— START DATA RECORDS —

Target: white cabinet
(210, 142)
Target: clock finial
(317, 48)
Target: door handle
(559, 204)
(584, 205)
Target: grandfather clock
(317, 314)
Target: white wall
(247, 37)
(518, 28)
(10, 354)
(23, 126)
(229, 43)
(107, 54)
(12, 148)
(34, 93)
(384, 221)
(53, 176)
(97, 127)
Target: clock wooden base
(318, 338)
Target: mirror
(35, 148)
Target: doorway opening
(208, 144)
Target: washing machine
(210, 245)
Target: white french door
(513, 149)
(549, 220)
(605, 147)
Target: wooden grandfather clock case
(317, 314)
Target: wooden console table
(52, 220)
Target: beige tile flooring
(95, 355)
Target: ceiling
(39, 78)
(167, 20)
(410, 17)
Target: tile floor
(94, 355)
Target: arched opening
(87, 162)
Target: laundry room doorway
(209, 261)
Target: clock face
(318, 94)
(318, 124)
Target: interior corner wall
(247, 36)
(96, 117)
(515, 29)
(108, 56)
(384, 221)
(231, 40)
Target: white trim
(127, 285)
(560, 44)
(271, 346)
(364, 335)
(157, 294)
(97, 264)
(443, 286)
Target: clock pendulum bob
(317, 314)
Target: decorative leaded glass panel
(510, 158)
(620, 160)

— END DATA RECORDS —

▶ [WRITTEN TASK] Could you reproduce every one of the records above, line for line and without altering a single character?

▶ [FINAL RESULT]
Target: white cabinet
(210, 142)
Target: clock finial
(317, 48)
Target: door handle
(559, 204)
(584, 205)
Target: grandfather clock
(317, 314)
Target: white wall
(247, 37)
(518, 28)
(10, 354)
(23, 126)
(229, 43)
(107, 54)
(12, 148)
(34, 93)
(384, 221)
(53, 176)
(97, 127)
Target: clock wooden base
(318, 338)
Target: mirror
(35, 148)
Target: doorway opening
(208, 144)
Target: washing machine
(210, 245)
Target: white french door
(513, 149)
(549, 220)
(605, 147)
Target: wooden grandfather clock case
(317, 314)
Target: wooden console table
(52, 220)
Target: beige tile flooring
(95, 355)
Target: ceiling
(39, 78)
(167, 20)
(410, 17)
Target: tile floor
(94, 355)
Target: arched opening
(87, 162)
Target: laundry room doorway
(209, 261)
Target: clock face
(318, 94)
(318, 124)
Target: interior corner wall
(247, 36)
(96, 117)
(515, 29)
(108, 56)
(384, 221)
(231, 40)
Target: white trim
(127, 285)
(560, 44)
(271, 346)
(364, 335)
(157, 294)
(97, 264)
(443, 286)
Target: clock pendulum bob
(317, 314)
Target: decorative leaded glass panel
(510, 158)
(620, 160)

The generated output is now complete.